## What you have to do
Pictures aside, each record should be reproduced exactly.

## Data for this exercise
################

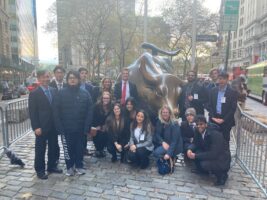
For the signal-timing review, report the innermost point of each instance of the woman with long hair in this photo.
(140, 143)
(130, 109)
(118, 129)
(168, 140)
(101, 111)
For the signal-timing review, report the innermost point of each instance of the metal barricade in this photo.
(2, 130)
(15, 122)
(251, 147)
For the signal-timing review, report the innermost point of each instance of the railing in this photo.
(251, 143)
(14, 120)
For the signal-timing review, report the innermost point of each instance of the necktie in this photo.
(123, 94)
(59, 86)
(48, 95)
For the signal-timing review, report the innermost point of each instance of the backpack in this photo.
(165, 166)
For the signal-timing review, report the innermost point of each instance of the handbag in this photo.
(165, 166)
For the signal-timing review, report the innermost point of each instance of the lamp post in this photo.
(193, 60)
(145, 20)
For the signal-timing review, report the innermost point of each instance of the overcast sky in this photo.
(47, 42)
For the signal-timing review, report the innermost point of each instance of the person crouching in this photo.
(209, 151)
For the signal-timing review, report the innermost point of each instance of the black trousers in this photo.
(73, 149)
(100, 140)
(40, 149)
(57, 150)
(113, 151)
(140, 157)
(84, 143)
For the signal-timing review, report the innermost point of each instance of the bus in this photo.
(257, 80)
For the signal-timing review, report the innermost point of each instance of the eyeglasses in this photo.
(200, 124)
(72, 78)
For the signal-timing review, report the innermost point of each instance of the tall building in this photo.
(5, 52)
(249, 43)
(23, 27)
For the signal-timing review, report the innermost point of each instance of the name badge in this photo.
(142, 137)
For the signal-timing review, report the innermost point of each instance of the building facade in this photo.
(5, 46)
(249, 43)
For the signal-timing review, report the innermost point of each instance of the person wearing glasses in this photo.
(73, 118)
(209, 151)
(101, 111)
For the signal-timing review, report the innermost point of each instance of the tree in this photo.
(178, 14)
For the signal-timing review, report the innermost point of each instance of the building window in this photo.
(239, 43)
(234, 45)
(6, 26)
(241, 21)
(239, 53)
(234, 54)
(241, 32)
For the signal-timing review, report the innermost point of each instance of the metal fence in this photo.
(14, 120)
(251, 143)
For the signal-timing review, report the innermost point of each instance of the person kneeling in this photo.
(209, 151)
(141, 144)
(167, 138)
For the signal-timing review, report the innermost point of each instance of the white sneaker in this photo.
(70, 172)
(80, 171)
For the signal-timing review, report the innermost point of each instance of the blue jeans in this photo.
(159, 152)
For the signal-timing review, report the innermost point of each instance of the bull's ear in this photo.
(149, 76)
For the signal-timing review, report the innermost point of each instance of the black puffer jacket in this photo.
(73, 110)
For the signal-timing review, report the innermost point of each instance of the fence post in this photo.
(3, 122)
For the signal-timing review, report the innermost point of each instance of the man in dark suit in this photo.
(209, 151)
(124, 88)
(41, 117)
(58, 83)
(222, 105)
(193, 95)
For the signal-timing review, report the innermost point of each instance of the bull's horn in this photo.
(156, 50)
(152, 79)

################

## Finished exercise
For the signal-timing review, report the innermost point of each instance of the woman with long hair in this photo.
(140, 143)
(130, 109)
(118, 129)
(168, 140)
(101, 111)
For the signal-timing review, report the innermost point of each instance of the metal barricade in this photo.
(2, 130)
(15, 122)
(251, 147)
For the signal-timing review, report the innermost point of each instance of the railing in this photo.
(251, 143)
(14, 120)
For the signal-timing review, report the innermost point of each instance of the necktie in this photo.
(123, 94)
(59, 86)
(48, 95)
For the signal-timing review, report the innermost point of each instance of the backpack in this photo.
(165, 166)
For the signal-timing review, report the innermost point of each instance of the handbag in this photo.
(165, 166)
For the signal-timing review, report the innermost point of each instance of the lamp post in this photo.
(193, 60)
(145, 20)
For the signal-timing review, report the innermost point of each instance of the overcast sky in this photo.
(47, 42)
For the signal-timing review, report the innermost point of each instance of the person crouching in this photo.
(209, 151)
For the signal-timing review, report the innermost point of each instance of the black trousers in this photo.
(73, 149)
(100, 140)
(40, 149)
(57, 150)
(113, 151)
(140, 157)
(84, 143)
For the signal-timing review, report the innermost point of each instance of the bus in this photo.
(257, 80)
For the signal-timing review, report the innermost point of each instance of the eyeglasses in this photo.
(200, 124)
(72, 78)
For the signal-timing review, report the innermost point of each instance of the tall building in this photo.
(5, 52)
(249, 43)
(23, 27)
For the signal-timing review, report the innermost point of each instance of the name badge in this photo.
(142, 137)
For the signal-timing review, report the innermost point of each instance of the building facade in this photo.
(5, 46)
(249, 43)
For the signal-timing review, report the innermost point of each instance of the person wearing glasses in this photo.
(73, 118)
(209, 151)
(101, 111)
For the signal-timing review, report the innermost point of each instance of the tree in this photo.
(178, 14)
For the signal-timing review, report the innermost point of each instance of the building window in this photo.
(239, 43)
(234, 45)
(6, 26)
(241, 21)
(239, 53)
(234, 54)
(241, 32)
For the signal-timing review, report the innermost point of each instance of the metal fence in this photo.
(14, 120)
(251, 143)
For the signal-timing review, report the innermost point of each instance of the person kneeling in this photo.
(209, 151)
(141, 144)
(167, 138)
For the signal-timing review, report the innermost point of each instance of the white sneaker in this photo.
(70, 172)
(80, 171)
For the signal-timing review, report the innermost point of each instance of the blue jeans in this photo.
(159, 152)
For the signal-timing review, report the innermost point of each instance of the bull's ear in this photo.
(149, 76)
For the signal-timing review, report the innermost point of each instance of the black puffer jacket in this photo.
(73, 110)
For the signal-timing review, report the innermost point of each instance of the fence post in this photo.
(3, 122)
For the signal-timing review, report the innermost point of each instance of the man in dark suit in this photo.
(209, 151)
(124, 88)
(41, 117)
(58, 83)
(222, 105)
(193, 95)
For the signal-timing review, report the innermost point of each instance of the bull's horn in this photo.
(156, 50)
(152, 79)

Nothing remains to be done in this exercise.